## Instructions to follow:
Repeat the data verbatim.

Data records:
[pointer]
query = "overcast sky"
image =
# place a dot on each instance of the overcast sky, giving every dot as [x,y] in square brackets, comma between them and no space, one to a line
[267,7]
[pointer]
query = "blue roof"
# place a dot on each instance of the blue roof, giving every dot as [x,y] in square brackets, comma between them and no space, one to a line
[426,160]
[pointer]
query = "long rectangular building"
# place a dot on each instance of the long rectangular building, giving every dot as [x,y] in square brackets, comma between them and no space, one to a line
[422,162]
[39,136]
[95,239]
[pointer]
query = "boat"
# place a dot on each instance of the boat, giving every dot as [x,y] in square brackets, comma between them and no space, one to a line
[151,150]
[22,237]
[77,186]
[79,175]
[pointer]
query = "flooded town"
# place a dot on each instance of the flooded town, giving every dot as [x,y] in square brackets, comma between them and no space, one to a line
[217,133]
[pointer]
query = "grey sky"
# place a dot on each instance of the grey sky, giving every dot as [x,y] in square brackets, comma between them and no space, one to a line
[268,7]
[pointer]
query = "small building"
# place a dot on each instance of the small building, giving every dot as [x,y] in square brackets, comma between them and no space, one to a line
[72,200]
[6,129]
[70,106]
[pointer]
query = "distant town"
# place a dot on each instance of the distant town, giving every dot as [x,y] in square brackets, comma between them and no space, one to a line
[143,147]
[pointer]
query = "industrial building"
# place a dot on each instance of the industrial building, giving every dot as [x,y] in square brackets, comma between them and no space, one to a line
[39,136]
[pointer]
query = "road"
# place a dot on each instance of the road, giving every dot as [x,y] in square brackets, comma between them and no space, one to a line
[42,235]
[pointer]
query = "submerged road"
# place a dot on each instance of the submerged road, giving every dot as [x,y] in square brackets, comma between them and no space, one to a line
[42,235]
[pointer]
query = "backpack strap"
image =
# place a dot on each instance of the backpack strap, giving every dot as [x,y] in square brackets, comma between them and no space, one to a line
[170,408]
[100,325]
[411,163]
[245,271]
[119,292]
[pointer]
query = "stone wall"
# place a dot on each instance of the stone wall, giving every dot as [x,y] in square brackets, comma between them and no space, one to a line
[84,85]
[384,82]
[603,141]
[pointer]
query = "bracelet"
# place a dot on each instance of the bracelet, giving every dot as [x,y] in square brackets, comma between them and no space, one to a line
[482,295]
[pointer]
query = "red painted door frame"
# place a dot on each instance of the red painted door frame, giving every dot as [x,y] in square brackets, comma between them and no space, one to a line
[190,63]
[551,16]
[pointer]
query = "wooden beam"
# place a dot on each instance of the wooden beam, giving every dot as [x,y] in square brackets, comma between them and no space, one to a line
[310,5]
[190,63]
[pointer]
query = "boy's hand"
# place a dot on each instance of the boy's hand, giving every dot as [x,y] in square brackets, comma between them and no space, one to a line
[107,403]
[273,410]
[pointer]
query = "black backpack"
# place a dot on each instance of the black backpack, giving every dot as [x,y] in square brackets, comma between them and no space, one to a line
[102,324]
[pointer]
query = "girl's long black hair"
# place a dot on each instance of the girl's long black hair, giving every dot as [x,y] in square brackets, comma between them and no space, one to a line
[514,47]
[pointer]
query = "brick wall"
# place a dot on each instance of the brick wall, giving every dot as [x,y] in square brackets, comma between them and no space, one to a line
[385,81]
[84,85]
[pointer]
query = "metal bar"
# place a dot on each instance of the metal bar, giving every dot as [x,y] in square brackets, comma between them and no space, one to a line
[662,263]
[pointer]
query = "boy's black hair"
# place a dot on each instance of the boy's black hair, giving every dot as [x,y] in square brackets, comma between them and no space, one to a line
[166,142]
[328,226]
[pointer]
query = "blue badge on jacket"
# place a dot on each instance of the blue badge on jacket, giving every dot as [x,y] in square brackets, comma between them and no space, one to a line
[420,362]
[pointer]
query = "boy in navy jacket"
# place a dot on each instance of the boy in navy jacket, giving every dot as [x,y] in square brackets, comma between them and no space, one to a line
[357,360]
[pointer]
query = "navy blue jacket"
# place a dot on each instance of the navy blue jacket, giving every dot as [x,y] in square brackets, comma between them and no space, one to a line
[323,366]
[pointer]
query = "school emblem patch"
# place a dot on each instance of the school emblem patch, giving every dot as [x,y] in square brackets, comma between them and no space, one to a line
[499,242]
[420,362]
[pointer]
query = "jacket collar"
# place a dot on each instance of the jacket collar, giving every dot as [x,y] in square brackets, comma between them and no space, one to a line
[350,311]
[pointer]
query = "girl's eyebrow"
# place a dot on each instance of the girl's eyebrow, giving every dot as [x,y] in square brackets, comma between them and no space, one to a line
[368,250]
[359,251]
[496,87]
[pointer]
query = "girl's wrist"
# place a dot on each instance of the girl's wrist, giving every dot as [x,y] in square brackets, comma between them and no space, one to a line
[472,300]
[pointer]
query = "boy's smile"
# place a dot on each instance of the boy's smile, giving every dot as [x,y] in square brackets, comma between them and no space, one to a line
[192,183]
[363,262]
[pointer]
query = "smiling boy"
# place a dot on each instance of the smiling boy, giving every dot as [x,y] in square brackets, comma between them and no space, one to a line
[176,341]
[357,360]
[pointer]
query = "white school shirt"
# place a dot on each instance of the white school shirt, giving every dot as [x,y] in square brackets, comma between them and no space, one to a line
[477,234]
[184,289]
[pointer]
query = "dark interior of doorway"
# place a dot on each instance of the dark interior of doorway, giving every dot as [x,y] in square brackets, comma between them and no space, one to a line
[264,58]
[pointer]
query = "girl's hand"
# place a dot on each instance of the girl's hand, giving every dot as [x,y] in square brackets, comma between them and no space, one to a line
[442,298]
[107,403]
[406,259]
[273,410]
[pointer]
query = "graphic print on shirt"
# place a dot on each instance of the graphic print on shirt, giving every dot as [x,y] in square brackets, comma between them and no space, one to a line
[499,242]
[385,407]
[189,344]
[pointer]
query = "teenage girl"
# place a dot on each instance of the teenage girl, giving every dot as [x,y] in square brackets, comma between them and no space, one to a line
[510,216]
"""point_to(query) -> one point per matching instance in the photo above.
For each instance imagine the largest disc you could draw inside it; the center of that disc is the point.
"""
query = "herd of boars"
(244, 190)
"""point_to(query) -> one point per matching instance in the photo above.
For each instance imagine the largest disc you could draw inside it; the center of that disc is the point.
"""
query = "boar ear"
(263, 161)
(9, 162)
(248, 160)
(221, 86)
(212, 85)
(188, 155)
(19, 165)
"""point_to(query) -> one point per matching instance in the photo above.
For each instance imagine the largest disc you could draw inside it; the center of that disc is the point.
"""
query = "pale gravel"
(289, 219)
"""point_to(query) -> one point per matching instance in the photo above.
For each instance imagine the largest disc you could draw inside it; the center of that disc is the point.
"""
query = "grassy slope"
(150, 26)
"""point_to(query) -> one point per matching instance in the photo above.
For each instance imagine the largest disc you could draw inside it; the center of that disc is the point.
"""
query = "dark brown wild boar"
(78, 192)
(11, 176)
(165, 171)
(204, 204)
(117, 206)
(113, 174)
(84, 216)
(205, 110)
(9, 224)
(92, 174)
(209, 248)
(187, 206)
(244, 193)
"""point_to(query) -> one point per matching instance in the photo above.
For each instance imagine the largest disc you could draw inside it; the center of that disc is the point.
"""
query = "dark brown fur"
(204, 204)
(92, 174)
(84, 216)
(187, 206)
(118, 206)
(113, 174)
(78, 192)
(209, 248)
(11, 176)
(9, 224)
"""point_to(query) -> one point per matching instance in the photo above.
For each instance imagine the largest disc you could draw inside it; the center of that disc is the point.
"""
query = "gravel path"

## Answer section:
[pointer]
query = "overcast sky"
image =
# place a dot on each instance of the overcast sky, giving every dot as [x,y] in square brackets, comma between them and no space, one to a line
[267,7]
[pointer]
query = "blue roof"
# place a dot on each instance of the blue roof, giving every dot as [x,y] in square brackets, comma between them and no space, one to a line
[426,160]
[pointer]
query = "long rectangular building"
# place a dot on each instance of the long rectangular building, giving every dot as [x,y] in square brackets, comma between them and no space, one to a line
[422,162]
[39,136]
[95,239]
[pointer]
query = "boat"
# place a dot on each instance of the boat, giving every dot as [x,y] in square brackets, comma between them and no space, one to a line
[151,150]
[22,237]
[77,186]
[79,175]
[pointer]
query = "flooded town"
# place a dot on each instance of the flooded town, giving every dot as [x,y] in square brackets, comma between them and no space, one to a line
[217,133]
[pointer]
query = "grey sky"
# place a dot on each instance of the grey sky, giving every dot as [x,y] in square brackets, comma between them and no space, one to a line
[268,7]
[pointer]
query = "small building"
# place a dot on each instance of the small building, giving every dot as [x,y] in square brackets, comma between them and no space, one to a line
[72,200]
[6,129]
[70,106]
[pointer]
query = "distant town"
# place a dot on each instance of the distant town, giving every dot as [x,y] in square brackets, comma between them and no space, one to a line
[143,147]
[pointer]
query = "industrial building"
# place a dot on each instance of the industrial building, giving every dot as [x,y] in square brackets, comma between them and no space, one to a line
[39,136]
[pointer]
query = "road"
# place a dot on each instance of the road, giving every dot as [x,y] in square brackets, comma between them and no space, one to a line
[42,235]
[pointer]
query = "submerged road"
# place a dot on each instance of the submerged road, giving every dot as [x,y] in square brackets, comma between them and no space, one to a line
[42,235]
[pointer]
query = "backpack strap"
image =
# place a dot on each instance of the backpack strap, giving every dot as [x,y] in square brackets, comma between them and no space, one to a line
[170,408]
[100,325]
[411,163]
[245,271]
[119,292]
[pointer]
query = "stone wall"
# place a dot on each instance of the stone wall, giving every dot as [x,y] in square brackets, comma between them and no space, one to a line
[84,85]
[384,82]
[603,141]
[pointer]
query = "bracelet"
# place a dot on each instance of the bracelet, giving every dot as [x,y] in square brackets, comma between them and no space, one to a line
[482,295]
[pointer]
query = "red painted door frame"
# place a dot on each instance of the red painted door frame, giving every dot as [x,y] in square brackets, comma between them and no space, one to a line
[190,63]
[551,16]
[pointer]
query = "wooden beam"
# place a dot on each instance of the wooden beam, giving every dot as [x,y] in square brackets, comma between them and no space, one to a line
[310,5]
[190,63]
[pointer]
query = "boy's hand"
# place a dot on each instance of the boy's hand, giving every dot as [x,y] in square brackets, comma between them and no space, one to a line
[107,403]
[273,410]
[pointer]
query = "black backpack"
# place a dot on each instance of the black backpack, giving every dot as [x,y] in square brackets, comma between them and no space, one to a line
[102,324]
[pointer]
query = "girl's long black hair"
# place a dot on each instance of the girl's long black hair, giving every dot as [x,y] in square brackets, comma between them and no space, one to a line
[514,47]
[pointer]
query = "brick wall"
# place a dot on each instance of the brick wall, giving every dot as [x,y] in square brackets, comma between them and no space, one to a line
[385,81]
[84,85]
[pointer]
query = "metal bar"
# place a dot on each instance of the metal bar, giving every dot as [x,y] in square brackets, comma between them and no space, one to a line
[662,263]
[pointer]
query = "boy's black hair"
# place a dot on each instance of the boy's black hair, giving every dot as [x,y] in square brackets, comma between them and no space, one to a line
[166,142]
[328,226]
[pointer]
query = "blue badge on jacket"
# place a dot on each instance of the blue badge on jacket, giving every dot as [x,y] in square brackets, comma between them and no space, one to a line
[420,362]
[pointer]
query = "boy in navy jacket"
# place a dot on each instance of the boy in navy jacket, giving every dot as [x,y] in square brackets, comma between them and no space, one to a line
[357,360]
[pointer]
query = "navy blue jacket"
# place a dot on each instance of the navy blue jacket, giving every dot as [x,y] in square brackets, comma between them and no space, one to a line
[323,366]
[pointer]
query = "school emblem patch"
# place a dot on each instance of the school emblem patch, giving every dot as [x,y] in square brackets, comma between them and no space, one to a line
[499,242]
[420,362]
[pointer]
query = "jacket collar"
# place a dot on each instance of the jacket collar, giving every dot as [x,y] in square brackets, comma between them and no space, one to a line
[350,311]
[pointer]
query = "girl's eyebrow"
# place a dot on each instance of the girl's eyebrow, giving every dot as [x,y] in square brackets, comma between them and no space, one to a line
[368,250]
[359,251]
[496,87]
[pointer]
query = "girl's wrist"
# place a dot on each instance of the girl's wrist, giving every dot as [x,y] in square brackets, comma between them and no space, one to a line
[472,300]
[pointer]
query = "boy's smile"
# place a dot on each instance of the boy's smile, giving every dot as [x,y] in square brackets, comma between them and no space, one to a line
[192,183]
[363,262]
[pointer]
query = "smiling boy"
# place a dot on each instance of the smiling boy, giving every dot as [x,y] in square brackets, comma between them and no space, one to a line
[176,341]
[357,360]
[pointer]
query = "white school shirt"
# place a dot on each instance of the white school shirt, giving every dot as [x,y] in square brackets, comma between them and no space, one to a line
[477,234]
[184,289]
[pointer]
query = "dark interior of doorway"
# place a dot on each instance of the dark interior of doorway, giving every dot as [x,y] in square brackets, comma between them and no space, one to a line
[264,58]
[pointer]
query = "girl's hand"
# place a dot on each instance of the girl's hand, giving every dot as [x,y] in square brackets, comma between them and no space, one to a line
[442,298]
[107,403]
[406,259]
[273,410]
[pointer]
query = "graphic print on shirt"
# place a dot on each instance of the graphic print on shirt, giving every dot as [x,y] in square brackets, comma between them and no space, one to a line
[499,242]
[385,407]
[189,344]
[pointer]
query = "teenage girl"
# place a dot on each instance of the teenage girl, giving every dot as [x,y] in square brackets, comma between them and no space, one to a line
[510,216]
"""point_to(query) -> one point per matching instance in the photo above.
For each instance imagine the largest disc you could draw inside it; the center of that disc is the point.
"""
query = "herd of boars"
(244, 190)
"""point_to(query) -> one point per matching instance in the photo above.
For each instance imagine the largest disc you could draw inside it; the center of that disc is the point.
"""
query = "boar ear"
(263, 161)
(9, 162)
(248, 160)
(221, 86)
(212, 85)
(188, 155)
(19, 165)
"""point_to(query) -> one point per matching instance in the photo above.
For each instance imagine the largest disc you could draw inside it; the center of that disc is the point.
"""
query = "pale gravel"
(289, 219)
"""point_to(query) -> one point per matching instance in the photo above.
For each instance imagine the largest disc you could draw inside it; the center of that disc is the point.
"""
query = "grassy slope"
(150, 26)
"""point_to(query) -> one point per matching instance in the photo above.
For each instance imagine the largest disc you could draw inside it; the center of that disc is the point.
"""
query = "dark brown wild boar"
(78, 192)
(11, 176)
(165, 171)
(204, 204)
(117, 206)
(113, 174)
(84, 216)
(205, 110)
(9, 224)
(92, 174)
(209, 248)
(187, 206)
(244, 193)
"""point_to(query) -> one point per matching instance in the photo above.
For each instance imagine the largest disc you could draw inside it; the center of that disc is the point.
"""
query = "dark brown fur"
(204, 204)
(92, 174)
(84, 216)
(187, 206)
(118, 206)
(113, 174)
(78, 192)
(209, 248)
(11, 176)
(9, 224)
"""point_to(query) -> one point per matching instance in the photo above.
For each instance imagine the largest disc you could draw inside it; the center of that disc is the point.
"""
query = "gravel path"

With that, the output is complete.